== Stated task ==
Count the lines in the items below that contain the word "then". Reply with the number alone.

== Records shown ==
start
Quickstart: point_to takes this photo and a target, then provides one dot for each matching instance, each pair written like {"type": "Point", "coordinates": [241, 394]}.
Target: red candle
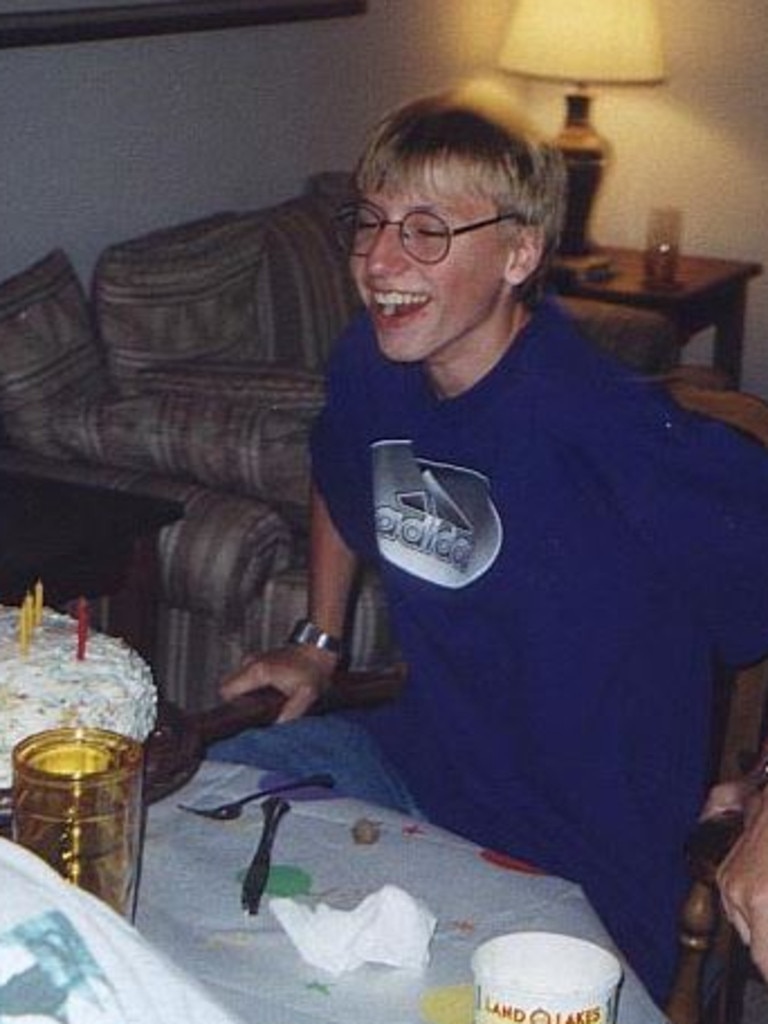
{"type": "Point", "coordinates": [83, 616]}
end
start
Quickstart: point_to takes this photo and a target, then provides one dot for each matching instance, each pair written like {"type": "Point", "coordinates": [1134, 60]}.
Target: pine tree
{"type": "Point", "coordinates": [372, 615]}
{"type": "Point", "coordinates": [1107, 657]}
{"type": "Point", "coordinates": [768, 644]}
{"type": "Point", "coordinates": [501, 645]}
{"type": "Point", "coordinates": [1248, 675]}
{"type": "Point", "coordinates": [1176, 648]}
end
== Result of this exercise ==
2